(EXCERPTED PASSAGE Opens)

The Affordable Care Act’s exchanges are collapsing. In 48 percent of counties, consumers will have access to just one insurer on the exchange next year. That means that nearly 2,700,000 consumers won’t have any choice in their insurer.
More insurers may pull out in the coming weeks. The ones that don’t may hike premiums by 40 percent or more.
Americans are frustrated with the exchanges’ high costs and limited options. That frustration is manifesting itself in growing support for a government-run, single-payer healthcare system. Forty-four percent of Americans now favor this approach, according to a recent Morning Consult poll.
Supporters of single-payer claim that it would eliminate wasteful spending and improve the quality of care. The reality is far different. Single-payer systems ration healthcare, slow the development of life-saving drugs and medical devices, and hamstring economic growth.
Single-payer systems control costs primarily by limiting access to healthcare.
In the United Kingdom’s National Health Service, 5 million patients will languish on waiting lists for non-emergency surgeries, such as hip replacements, by 2019. In Canada, patients wait more than nine weeks between referral from a general practitioner and consultation with a specialist.
By comparison, American patients wait less than four weeks, on average.
In many cases, single-payer systems force patients to wait indefinitely for lifesaving medicines. For instance, Britain’s NHS only permits 10,000 people per year to receive highly advanced drugs that cure hepatitis C, a deadly infectious disease that afflicts 215,000 Britons. As of late 2015, the NHS covered just 38 percent of cancer medicines approved for sale in 2014 and 2015.
Those medicines that are available are subject to government price controls. Patients may feel like they’re getting a good deal. But such controls discourage investment in medical research — and thus slow the pace of medical innovation.
In the 1970s, four European countries developed more than half of the world’s medicines. But since they imposed price controls, those countries now invent only one-third of medicines.
The United States, by contrast, developed nearly 60 percent of the world’s new drugs between 2001 and 2010.

(EXCERPTED PASSAGE Closes)

▶ WHAT YOU HAVE TO DO
According to the article on single-payer healthcare, what share of Americans now favor a government-run, single-payer system? The items have no connection to the article on single-payer healthcare.

(GIVEN INFORMATION Opens)

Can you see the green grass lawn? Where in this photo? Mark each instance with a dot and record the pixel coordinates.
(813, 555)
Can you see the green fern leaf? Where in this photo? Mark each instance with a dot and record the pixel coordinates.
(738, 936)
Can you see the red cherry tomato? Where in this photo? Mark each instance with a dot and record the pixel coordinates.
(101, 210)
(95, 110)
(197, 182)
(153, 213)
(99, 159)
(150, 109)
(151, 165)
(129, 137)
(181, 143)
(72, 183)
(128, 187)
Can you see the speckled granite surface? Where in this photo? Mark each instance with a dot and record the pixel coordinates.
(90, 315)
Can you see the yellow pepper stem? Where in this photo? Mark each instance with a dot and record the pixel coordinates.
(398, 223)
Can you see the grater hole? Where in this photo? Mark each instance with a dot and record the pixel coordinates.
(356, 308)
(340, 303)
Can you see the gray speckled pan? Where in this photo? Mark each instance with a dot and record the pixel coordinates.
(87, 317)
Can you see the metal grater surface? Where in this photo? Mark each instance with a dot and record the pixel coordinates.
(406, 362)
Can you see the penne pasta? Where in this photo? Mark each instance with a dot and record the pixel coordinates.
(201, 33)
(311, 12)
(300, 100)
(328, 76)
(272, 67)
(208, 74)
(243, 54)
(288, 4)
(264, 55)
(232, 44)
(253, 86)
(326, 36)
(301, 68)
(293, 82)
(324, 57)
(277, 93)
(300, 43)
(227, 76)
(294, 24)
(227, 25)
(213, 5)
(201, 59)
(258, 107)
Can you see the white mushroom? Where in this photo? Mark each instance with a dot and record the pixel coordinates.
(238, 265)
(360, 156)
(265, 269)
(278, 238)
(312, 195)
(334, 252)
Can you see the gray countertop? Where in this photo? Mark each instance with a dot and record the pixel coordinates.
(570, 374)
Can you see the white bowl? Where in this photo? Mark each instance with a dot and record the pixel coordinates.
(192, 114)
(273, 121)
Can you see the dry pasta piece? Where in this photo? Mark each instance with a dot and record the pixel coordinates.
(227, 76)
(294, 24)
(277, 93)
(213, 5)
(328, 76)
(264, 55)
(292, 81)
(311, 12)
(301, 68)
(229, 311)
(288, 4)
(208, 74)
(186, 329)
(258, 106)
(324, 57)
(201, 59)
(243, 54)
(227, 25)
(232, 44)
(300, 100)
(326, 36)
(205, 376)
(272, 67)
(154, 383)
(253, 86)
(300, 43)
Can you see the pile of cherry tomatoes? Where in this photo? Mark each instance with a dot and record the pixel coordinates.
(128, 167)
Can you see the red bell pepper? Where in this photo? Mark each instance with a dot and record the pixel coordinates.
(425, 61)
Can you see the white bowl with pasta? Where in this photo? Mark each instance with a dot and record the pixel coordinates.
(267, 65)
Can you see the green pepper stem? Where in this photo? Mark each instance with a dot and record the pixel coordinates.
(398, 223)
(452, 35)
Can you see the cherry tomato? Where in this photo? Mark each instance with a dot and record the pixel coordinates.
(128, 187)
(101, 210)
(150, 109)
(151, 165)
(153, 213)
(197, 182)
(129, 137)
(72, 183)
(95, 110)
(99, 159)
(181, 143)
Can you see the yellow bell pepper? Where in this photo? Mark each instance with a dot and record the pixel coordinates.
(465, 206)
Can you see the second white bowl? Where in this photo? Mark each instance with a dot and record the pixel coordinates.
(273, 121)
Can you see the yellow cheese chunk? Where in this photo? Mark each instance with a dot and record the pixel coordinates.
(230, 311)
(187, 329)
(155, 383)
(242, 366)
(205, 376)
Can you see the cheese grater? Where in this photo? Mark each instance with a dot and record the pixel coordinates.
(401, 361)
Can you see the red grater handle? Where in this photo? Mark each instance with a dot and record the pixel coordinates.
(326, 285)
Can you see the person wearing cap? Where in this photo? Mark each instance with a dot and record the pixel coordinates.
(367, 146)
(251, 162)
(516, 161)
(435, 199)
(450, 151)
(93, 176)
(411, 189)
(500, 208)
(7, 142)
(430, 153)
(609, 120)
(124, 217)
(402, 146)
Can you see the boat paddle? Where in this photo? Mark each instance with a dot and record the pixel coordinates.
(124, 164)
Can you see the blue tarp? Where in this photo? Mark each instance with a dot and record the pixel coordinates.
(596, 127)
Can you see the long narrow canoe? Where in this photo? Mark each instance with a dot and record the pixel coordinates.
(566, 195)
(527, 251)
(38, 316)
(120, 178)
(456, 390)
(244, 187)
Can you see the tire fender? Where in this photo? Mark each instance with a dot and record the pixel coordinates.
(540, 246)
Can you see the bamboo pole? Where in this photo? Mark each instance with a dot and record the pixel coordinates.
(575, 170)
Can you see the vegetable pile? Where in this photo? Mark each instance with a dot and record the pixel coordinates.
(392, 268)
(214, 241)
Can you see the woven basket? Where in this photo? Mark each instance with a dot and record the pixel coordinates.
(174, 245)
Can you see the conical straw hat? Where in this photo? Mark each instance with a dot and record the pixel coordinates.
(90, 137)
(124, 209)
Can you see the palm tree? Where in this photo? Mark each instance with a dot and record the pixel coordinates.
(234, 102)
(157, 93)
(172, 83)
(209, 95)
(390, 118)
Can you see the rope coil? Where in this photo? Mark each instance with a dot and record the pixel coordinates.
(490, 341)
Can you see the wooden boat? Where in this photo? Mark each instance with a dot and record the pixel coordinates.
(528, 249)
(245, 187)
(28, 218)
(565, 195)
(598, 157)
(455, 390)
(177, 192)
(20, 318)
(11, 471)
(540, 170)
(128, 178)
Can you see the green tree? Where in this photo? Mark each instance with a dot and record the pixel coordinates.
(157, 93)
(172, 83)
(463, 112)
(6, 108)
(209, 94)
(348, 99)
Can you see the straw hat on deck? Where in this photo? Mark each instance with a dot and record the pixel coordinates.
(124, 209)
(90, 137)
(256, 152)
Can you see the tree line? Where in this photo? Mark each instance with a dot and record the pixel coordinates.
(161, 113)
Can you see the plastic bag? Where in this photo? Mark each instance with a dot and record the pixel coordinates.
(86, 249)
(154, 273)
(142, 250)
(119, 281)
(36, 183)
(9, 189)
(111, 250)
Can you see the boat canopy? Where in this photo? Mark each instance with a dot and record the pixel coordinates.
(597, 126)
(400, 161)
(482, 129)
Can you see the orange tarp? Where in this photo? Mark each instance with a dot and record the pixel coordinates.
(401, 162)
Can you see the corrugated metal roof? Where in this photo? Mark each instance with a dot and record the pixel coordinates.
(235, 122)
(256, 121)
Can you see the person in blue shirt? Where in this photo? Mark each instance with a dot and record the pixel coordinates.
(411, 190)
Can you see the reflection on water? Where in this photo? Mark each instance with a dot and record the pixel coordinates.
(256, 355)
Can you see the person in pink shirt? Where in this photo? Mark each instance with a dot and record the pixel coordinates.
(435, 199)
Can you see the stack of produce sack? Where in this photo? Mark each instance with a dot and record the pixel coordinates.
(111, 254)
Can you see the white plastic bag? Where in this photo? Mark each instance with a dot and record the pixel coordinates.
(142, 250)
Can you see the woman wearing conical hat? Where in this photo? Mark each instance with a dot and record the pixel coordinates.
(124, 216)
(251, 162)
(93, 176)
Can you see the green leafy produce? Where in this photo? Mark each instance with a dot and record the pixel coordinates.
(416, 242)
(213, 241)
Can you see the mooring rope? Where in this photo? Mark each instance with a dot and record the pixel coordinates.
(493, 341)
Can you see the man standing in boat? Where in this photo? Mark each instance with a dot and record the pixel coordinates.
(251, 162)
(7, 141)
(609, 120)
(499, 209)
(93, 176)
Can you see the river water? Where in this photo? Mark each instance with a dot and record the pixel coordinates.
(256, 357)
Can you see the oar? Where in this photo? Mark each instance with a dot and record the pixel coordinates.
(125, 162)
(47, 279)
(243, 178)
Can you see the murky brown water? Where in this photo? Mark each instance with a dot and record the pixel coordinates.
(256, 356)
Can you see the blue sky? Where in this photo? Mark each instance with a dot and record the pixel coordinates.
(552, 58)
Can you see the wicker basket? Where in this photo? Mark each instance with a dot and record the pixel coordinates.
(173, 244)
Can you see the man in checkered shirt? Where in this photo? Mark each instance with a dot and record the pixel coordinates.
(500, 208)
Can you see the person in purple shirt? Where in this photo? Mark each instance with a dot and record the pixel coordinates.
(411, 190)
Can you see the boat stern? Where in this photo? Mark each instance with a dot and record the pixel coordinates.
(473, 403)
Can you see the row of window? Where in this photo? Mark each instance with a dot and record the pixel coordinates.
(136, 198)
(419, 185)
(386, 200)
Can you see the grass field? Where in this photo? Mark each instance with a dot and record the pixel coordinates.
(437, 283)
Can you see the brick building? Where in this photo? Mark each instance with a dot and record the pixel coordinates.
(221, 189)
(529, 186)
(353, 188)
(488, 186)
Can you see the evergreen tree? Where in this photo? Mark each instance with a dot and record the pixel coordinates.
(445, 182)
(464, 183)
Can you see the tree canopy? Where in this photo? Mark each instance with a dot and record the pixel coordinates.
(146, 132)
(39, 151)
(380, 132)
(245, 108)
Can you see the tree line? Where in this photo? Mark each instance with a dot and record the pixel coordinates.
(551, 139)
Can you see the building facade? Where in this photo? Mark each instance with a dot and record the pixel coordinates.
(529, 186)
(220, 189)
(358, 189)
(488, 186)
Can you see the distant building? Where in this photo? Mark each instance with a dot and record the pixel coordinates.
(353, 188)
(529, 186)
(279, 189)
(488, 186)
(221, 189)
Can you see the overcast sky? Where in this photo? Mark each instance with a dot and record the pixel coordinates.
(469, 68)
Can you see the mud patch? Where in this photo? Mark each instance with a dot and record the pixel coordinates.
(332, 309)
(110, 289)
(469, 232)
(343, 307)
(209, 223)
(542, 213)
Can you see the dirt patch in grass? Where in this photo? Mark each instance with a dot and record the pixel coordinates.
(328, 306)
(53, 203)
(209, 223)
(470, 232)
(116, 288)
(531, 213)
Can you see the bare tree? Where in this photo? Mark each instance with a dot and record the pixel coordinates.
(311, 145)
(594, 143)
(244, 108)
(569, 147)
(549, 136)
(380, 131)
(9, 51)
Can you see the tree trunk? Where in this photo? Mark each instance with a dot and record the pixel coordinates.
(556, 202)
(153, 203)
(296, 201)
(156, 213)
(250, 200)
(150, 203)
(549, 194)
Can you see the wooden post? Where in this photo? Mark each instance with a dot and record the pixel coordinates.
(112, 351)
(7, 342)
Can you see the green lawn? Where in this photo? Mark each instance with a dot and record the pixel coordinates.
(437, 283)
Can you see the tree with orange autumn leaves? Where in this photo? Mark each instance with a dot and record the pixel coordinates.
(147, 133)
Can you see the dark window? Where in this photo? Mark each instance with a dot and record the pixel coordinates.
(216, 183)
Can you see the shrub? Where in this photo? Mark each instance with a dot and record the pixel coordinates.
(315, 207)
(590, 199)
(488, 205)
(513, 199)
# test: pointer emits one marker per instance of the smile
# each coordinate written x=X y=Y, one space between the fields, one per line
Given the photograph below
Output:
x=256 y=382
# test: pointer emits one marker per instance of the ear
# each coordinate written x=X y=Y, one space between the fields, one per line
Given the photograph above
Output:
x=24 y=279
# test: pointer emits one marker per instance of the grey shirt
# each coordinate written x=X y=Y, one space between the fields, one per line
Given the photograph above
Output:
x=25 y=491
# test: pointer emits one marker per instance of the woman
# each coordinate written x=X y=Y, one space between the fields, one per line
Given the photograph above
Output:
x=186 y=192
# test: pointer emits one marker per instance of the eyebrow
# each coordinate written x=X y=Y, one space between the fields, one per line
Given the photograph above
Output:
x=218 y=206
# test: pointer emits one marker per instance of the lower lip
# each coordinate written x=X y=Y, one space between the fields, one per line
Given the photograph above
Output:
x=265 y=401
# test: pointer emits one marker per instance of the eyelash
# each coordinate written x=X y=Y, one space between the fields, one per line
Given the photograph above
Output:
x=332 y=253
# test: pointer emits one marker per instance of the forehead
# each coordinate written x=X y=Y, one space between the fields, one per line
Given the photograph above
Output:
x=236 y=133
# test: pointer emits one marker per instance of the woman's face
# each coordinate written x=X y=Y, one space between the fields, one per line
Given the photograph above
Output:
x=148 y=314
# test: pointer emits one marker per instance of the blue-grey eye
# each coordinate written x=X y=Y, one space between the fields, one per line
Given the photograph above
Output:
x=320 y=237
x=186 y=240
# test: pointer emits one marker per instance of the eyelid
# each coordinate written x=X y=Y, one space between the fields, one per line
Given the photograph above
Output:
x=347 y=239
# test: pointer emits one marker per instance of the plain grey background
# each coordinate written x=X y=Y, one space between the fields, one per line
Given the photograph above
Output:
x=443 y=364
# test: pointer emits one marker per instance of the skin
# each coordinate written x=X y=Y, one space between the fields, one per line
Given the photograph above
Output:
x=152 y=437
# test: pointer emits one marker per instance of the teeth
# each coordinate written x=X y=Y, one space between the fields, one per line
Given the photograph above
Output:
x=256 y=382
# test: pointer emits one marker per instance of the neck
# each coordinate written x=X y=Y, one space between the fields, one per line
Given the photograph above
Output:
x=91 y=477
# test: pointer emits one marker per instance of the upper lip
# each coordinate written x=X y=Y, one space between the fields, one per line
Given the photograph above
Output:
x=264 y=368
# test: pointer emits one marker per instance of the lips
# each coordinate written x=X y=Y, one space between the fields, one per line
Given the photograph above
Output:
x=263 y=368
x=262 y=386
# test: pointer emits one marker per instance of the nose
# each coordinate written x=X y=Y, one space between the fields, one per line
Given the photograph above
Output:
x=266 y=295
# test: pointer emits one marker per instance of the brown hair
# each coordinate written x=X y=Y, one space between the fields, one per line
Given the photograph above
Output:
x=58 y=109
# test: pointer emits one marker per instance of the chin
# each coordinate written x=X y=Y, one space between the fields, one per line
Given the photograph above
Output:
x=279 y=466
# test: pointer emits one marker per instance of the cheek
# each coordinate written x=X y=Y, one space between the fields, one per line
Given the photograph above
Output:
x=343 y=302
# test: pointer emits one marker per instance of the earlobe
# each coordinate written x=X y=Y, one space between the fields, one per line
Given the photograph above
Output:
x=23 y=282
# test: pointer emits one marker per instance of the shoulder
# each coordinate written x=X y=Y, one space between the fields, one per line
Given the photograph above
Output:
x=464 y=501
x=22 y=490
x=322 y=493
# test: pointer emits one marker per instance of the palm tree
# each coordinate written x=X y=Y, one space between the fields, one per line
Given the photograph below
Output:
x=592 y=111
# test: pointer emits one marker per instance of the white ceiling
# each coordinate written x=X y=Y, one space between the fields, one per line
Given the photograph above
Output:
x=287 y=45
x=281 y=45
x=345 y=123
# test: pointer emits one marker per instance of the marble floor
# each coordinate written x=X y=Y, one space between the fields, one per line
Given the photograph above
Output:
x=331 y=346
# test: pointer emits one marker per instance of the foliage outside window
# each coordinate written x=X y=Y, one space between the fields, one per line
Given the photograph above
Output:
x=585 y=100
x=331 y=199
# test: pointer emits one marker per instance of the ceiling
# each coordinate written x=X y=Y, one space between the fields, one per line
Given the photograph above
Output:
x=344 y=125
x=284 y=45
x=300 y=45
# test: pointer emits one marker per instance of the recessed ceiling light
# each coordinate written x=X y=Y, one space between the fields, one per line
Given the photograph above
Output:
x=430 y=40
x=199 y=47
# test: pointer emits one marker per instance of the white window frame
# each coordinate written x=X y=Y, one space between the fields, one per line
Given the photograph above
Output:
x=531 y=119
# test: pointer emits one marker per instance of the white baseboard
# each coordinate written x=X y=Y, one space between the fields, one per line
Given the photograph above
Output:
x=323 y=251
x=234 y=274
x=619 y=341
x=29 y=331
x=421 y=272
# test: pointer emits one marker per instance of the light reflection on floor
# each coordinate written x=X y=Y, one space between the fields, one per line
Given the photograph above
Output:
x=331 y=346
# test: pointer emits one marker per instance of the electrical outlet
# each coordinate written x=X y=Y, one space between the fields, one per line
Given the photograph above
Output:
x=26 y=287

(GIVEN INFORMATION Closes)

▶ RESPONSE
Forty-four percent.